At work, decisions on AI and algorithms are shaping the work we do, how we work and when we work. The Future of Work might mean a disruption of one’s identity – perhaps not defined by what we or our parents have worked as. It will definitely bring new jobs and sectors. It might even reduce how much work we need to do – any one else fancy a four-day work week?

We’ve seen companies rushing to use AI across the workplace – from collecting data to making decisions about shift patterns and performance targets; shortlisting candidates to running video interview rounds at scale. Three years ago after I’d joined the IFOW Equality Task Force, our Mind the Gap paper identified how easily these new technologies reinforce gender, racial and socioeconomic inequalities – for example recommending lower pay for women or being less likely to recommend Black people be hired for particular roles. We also highlighted gaps in protection for workers from algorithms between the Equality Act, Data Protection Act and GDPR. There remains a need for better information about why, what and how AI and algorithmic systems are designed, developed and deployed at work.

Recorded data
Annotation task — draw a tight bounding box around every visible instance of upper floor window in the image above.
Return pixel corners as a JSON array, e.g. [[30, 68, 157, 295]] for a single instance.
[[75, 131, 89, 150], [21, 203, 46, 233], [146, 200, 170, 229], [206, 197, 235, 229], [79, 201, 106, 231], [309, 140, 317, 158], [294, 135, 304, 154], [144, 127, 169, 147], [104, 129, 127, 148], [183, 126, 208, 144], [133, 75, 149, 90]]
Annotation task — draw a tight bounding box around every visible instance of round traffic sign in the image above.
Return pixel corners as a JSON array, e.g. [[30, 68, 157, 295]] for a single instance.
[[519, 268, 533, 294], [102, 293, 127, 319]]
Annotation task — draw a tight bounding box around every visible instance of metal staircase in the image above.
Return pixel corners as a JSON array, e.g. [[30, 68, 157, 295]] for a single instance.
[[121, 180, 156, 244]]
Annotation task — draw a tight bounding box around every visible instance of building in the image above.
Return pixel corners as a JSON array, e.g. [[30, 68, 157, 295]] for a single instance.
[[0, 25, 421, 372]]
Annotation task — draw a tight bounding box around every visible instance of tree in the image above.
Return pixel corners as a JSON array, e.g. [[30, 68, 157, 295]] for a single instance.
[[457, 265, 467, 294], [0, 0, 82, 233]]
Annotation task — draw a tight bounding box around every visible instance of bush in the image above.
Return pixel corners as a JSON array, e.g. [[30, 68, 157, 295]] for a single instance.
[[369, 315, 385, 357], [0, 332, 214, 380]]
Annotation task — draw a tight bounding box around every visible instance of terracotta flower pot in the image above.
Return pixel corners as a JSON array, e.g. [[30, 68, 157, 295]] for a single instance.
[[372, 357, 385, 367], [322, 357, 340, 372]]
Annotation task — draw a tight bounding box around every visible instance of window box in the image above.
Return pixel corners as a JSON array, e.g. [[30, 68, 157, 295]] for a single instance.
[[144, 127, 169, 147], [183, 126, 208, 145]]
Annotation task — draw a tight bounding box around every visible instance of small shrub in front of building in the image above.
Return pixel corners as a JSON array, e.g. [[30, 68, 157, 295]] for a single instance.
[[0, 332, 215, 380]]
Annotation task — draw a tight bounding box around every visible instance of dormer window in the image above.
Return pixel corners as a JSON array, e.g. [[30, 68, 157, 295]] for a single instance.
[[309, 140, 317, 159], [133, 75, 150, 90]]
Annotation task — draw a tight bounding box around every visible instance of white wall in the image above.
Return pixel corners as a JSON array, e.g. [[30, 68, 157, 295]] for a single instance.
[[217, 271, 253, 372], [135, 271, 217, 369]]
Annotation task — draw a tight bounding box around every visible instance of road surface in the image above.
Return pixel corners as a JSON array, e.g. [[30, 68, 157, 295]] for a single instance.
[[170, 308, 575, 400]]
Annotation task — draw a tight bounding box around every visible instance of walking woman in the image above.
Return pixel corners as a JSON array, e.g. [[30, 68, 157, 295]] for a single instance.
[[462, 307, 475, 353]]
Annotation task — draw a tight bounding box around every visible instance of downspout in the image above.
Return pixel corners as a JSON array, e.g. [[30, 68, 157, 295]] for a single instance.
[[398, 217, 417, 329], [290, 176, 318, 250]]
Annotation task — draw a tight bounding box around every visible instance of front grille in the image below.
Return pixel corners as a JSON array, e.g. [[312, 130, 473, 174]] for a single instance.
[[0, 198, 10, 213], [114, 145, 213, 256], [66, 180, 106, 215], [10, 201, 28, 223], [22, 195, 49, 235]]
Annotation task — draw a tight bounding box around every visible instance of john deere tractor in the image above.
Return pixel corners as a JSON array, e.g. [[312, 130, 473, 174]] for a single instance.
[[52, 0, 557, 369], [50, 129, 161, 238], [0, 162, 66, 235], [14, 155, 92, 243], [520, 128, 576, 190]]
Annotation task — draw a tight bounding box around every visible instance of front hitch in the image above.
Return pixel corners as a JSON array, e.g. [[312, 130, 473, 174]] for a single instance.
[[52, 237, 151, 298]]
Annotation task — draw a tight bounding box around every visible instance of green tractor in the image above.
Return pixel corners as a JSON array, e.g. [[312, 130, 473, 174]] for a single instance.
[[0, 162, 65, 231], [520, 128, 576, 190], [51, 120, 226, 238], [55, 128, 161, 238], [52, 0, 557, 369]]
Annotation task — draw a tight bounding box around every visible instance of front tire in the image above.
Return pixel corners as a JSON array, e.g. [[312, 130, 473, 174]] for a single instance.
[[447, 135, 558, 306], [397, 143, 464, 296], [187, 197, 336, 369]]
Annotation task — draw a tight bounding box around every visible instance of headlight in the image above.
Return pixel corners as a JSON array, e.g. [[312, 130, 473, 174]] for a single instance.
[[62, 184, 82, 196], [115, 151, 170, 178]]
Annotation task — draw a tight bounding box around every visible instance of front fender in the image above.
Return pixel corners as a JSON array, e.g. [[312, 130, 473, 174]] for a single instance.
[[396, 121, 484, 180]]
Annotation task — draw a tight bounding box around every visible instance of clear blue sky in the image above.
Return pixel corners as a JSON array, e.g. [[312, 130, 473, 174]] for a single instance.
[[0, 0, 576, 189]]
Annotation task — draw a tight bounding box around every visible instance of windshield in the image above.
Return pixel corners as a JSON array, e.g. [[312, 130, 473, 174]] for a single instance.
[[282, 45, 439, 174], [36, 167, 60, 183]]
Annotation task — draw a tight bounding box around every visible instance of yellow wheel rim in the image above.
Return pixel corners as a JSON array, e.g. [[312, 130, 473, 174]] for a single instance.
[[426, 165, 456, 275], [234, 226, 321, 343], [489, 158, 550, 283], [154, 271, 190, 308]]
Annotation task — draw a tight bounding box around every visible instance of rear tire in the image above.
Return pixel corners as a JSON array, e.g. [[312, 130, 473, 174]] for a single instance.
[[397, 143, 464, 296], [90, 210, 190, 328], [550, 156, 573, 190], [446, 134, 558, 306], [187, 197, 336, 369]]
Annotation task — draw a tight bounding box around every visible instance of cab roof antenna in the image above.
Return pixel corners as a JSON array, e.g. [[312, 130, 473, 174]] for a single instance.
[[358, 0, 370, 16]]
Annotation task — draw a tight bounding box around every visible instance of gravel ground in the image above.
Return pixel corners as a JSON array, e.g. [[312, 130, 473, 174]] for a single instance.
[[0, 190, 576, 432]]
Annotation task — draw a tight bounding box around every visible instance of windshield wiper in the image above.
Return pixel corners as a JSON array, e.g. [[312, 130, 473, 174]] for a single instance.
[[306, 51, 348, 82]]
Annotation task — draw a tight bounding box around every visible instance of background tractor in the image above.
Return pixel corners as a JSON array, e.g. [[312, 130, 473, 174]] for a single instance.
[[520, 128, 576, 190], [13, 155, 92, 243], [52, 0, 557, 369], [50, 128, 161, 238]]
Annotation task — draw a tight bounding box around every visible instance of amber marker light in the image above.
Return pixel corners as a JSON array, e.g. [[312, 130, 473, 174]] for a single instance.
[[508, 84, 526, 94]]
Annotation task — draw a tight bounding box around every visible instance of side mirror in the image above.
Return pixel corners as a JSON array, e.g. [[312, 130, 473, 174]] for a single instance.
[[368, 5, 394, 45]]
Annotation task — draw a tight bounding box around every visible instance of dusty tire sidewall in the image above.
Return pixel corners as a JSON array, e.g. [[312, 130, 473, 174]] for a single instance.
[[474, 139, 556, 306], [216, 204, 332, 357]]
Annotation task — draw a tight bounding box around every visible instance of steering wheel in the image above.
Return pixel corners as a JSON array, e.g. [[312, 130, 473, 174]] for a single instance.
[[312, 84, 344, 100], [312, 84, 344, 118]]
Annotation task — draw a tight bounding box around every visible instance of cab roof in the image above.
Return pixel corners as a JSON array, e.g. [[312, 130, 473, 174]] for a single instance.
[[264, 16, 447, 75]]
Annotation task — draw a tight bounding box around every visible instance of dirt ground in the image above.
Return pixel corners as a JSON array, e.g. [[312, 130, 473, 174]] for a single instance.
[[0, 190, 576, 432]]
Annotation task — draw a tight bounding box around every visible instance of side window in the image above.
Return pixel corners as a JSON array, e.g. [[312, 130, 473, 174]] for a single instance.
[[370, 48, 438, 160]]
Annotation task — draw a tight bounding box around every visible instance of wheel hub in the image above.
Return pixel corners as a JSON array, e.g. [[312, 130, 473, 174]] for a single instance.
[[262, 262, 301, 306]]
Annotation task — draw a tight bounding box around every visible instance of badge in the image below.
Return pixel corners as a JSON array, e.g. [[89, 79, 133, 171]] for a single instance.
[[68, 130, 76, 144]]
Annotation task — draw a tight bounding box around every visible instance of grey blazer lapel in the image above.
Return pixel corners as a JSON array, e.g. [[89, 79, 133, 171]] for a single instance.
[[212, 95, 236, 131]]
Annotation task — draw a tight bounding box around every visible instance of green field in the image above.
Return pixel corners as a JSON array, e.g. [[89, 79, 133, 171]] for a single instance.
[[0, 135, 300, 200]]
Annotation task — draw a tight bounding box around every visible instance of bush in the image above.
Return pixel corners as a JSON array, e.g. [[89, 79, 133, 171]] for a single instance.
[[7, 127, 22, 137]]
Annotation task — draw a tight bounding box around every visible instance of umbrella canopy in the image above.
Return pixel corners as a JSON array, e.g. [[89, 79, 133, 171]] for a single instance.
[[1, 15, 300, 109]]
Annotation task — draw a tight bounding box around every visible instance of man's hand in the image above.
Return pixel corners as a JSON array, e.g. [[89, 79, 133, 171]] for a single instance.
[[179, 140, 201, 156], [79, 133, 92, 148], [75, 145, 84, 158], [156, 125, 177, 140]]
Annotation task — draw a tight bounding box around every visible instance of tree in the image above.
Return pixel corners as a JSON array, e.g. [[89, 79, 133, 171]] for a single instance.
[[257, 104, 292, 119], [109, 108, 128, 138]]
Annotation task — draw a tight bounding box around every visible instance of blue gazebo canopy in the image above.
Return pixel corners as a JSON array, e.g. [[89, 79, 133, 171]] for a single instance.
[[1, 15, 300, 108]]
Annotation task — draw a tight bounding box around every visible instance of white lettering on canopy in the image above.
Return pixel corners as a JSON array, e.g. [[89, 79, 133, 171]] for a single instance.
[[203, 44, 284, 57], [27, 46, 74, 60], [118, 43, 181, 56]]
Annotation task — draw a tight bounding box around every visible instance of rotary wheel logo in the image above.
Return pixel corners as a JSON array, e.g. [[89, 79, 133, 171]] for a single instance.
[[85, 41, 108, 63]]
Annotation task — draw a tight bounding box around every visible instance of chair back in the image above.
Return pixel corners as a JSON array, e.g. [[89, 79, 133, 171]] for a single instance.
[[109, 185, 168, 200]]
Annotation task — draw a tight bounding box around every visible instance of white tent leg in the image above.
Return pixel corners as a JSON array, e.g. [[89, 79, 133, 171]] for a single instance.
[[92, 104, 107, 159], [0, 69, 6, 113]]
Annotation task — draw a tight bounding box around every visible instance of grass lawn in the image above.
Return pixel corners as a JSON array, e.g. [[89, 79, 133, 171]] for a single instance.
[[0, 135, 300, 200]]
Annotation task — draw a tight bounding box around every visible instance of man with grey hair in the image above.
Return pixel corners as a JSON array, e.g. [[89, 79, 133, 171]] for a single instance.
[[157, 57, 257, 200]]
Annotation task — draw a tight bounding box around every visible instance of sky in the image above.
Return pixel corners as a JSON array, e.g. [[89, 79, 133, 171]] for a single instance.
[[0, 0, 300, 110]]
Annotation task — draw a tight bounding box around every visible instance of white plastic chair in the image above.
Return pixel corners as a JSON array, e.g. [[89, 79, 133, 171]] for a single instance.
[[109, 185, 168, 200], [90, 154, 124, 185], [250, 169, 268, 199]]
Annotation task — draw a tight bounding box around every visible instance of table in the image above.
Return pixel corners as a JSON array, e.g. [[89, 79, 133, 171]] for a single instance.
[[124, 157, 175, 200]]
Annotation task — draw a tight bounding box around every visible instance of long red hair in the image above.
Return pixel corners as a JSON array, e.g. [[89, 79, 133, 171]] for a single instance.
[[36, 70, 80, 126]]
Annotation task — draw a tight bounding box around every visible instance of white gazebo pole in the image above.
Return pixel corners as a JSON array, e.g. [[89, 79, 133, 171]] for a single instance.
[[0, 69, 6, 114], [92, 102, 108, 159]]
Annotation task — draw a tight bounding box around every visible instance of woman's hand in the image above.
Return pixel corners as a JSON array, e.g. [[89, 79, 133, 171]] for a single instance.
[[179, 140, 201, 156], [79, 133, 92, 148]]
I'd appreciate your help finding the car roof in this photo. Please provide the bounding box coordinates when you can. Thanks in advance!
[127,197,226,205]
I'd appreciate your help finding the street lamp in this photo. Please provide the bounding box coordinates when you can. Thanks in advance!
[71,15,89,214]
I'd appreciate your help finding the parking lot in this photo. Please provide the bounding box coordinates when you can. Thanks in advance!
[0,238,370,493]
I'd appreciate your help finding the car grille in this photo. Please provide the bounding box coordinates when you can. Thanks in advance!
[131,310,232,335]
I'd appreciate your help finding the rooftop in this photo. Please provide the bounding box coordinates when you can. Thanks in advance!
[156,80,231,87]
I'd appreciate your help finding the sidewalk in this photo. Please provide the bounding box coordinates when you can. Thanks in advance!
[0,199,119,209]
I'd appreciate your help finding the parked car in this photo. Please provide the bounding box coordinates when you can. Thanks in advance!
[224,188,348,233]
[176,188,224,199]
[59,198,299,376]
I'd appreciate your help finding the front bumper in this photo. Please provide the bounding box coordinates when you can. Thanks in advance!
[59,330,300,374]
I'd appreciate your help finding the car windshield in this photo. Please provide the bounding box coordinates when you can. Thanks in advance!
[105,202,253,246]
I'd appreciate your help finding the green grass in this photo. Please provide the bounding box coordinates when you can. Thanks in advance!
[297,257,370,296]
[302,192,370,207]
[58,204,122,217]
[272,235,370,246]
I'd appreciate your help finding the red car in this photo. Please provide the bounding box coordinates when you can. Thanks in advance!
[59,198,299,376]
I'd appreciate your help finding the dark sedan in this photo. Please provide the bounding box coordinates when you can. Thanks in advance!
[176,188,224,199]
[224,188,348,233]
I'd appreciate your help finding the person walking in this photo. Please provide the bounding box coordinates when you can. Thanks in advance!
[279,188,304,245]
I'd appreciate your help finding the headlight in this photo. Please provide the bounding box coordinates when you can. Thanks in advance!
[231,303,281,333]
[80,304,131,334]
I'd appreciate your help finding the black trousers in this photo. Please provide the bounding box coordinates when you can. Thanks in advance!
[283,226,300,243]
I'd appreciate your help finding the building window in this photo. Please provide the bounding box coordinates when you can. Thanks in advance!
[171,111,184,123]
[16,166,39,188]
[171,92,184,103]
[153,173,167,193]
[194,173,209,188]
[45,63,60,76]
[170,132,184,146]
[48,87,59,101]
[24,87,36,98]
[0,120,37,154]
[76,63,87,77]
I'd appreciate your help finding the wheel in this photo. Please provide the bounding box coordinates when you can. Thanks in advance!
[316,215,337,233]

> [Jobs]
**A)** Using the passage on AI at work, answer each question:
(i) What does the passage say the Future of Work will definitely bring?
(ii) What is the name of the paper that identified how new technologies reinforce inequalities?
(iii) Which three laws does the passage say leave gaps in protecting workers from algorithms?
**B)** Duplicate the passage on AI at work between "We’ve seen companies" and "deployed at work.", inclusive.
The records are separate material that has no connection to the passage on AI at work.

> [Results for each task]
**A)**
(i) New jobs and sectors.
(ii) Mind the Gap.
(iii) The Equality Act, the Data Protection Act and GDPR.

**B)**
We’ve seen companies rushing to use AI across the workplace – from collecting data to making decisions about shift patterns and performance targets; shortlisting candidates to running video interview rounds at scale. Three years ago after I’d joined the IFOW Equality Task Force, our Mind the Gap paper identified how easily these new technologies reinforce gender, racial and socioeconomic inequalities – for example recommending lower pay for women or being less likely to recommend Black people be hired for particular roles. We also highlighted gaps in protection for workers from algorithms between the Equality Act, Data Protection Act and GDPR. There remains a need for better information about why, what and how AI and algorithmic systems are designed, developed and deployed at work.